● **Page text**
I am required to show that if $$f\left(\frac{a+b}{2}\right)=\frac{f(a)}{2}+\frac{f(b)}{2}, \forall a,b\in\mathbb{R},$$ then $$f\left(\frac{a_1+a_2+\cdots+a_n}{n}\right)=\frac{f(a_1)}{n}+\frac{f(a_2)}{n}+\cdots+\frac{f(a_n)}{n}, \forall a_i\in\mathbb{R}$$
I tried to use PMI, but I could not get anywhere.
On
Let S(n) be the statement $f(\frac{a_1+a_2+ \ldots + a_n}{n})= \frac{f(a_1)+f(a_2)+ \ldots + f(a_n)}{n}$.
Then show that S(n) implies S(2n), by using S(2) (which you are given) with $a=\frac{a_1+a_2+ \ldots + a_n}{n}$ and $b= \frac{a_{n+1}+a_{n+2}+ \ldots + a_{2n}}{n}$.

Dataset extracts labeled with boxes:
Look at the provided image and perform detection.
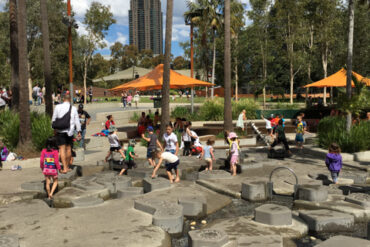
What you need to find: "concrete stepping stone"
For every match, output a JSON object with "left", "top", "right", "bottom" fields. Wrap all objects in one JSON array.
[
  {"left": 242, "top": 181, "right": 267, "bottom": 202},
  {"left": 254, "top": 204, "right": 292, "bottom": 226},
  {"left": 143, "top": 177, "right": 171, "bottom": 193},
  {"left": 178, "top": 196, "right": 207, "bottom": 217},
  {"left": 198, "top": 170, "right": 233, "bottom": 180},
  {"left": 189, "top": 229, "right": 229, "bottom": 247},
  {"left": 298, "top": 184, "right": 328, "bottom": 202},
  {"left": 238, "top": 235, "right": 283, "bottom": 247},
  {"left": 117, "top": 187, "right": 144, "bottom": 198},
  {"left": 21, "top": 181, "right": 45, "bottom": 192},
  {"left": 316, "top": 235, "right": 370, "bottom": 247},
  {"left": 72, "top": 197, "right": 104, "bottom": 208},
  {"left": 0, "top": 234, "right": 20, "bottom": 247},
  {"left": 299, "top": 209, "right": 355, "bottom": 232},
  {"left": 345, "top": 193, "right": 370, "bottom": 209}
]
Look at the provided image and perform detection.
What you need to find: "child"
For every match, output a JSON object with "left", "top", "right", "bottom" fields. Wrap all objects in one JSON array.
[
  {"left": 40, "top": 138, "right": 61, "bottom": 199},
  {"left": 325, "top": 143, "right": 342, "bottom": 184},
  {"left": 152, "top": 151, "right": 180, "bottom": 184},
  {"left": 119, "top": 139, "right": 138, "bottom": 176},
  {"left": 201, "top": 139, "right": 216, "bottom": 171},
  {"left": 141, "top": 126, "right": 163, "bottom": 167},
  {"left": 228, "top": 132, "right": 239, "bottom": 176},
  {"left": 105, "top": 126, "right": 126, "bottom": 162}
]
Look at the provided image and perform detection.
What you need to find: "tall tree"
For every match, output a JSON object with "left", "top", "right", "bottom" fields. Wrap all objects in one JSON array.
[
  {"left": 161, "top": 0, "right": 173, "bottom": 135},
  {"left": 83, "top": 2, "right": 116, "bottom": 104},
  {"left": 9, "top": 0, "right": 19, "bottom": 110},
  {"left": 224, "top": 0, "right": 233, "bottom": 131},
  {"left": 18, "top": 0, "right": 32, "bottom": 151},
  {"left": 40, "top": 0, "right": 53, "bottom": 117}
]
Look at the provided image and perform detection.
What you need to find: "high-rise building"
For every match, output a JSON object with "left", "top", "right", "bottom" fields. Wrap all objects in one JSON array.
[{"left": 129, "top": 0, "right": 163, "bottom": 54}]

● **What to work on**
1: Sum up the midpoint equation post in two sentences.
2: Pick up the midpoint equation post after its final line and continue it.

● **Results by task**
1: The post asks how to show that if f at the midpoint of any two real numbers a and b equals the average of f(a) and f(b), then f at the average of any n real numbers equals the average of their f-values, and notes that an attempt using PMI got nowhere. It then suggests letting S(n) be the statement for n numbers and showing that S(n) implies S(2n), using the given case S(2) with a as the average of the first n numbers and b as the average of the next n.

2:
Also, show that S(n) implies S(n-1), using $a_n = \frac{a_1+a_2+ \ldots + a_{n-1}}{n-1}$; you know that $f(\frac{a_1+a_2+ \ldots + a_{n-1}+ a_n}{n})= \frac{f(a_1)+f(a_2)+ \ldots +f(a_{n-1})+ f(a_n)}{n}$: $n$ times the left hand side of this is $nf(\frac{(n-1)a_n + a_n}{n}) = nf(a_n)$ and $n$ times the right hand side is $(n-1)(\frac{f(a_1)+f(a_2)+ \ldots +f(a_{n-1})}{n-1})+ f(a_n)$.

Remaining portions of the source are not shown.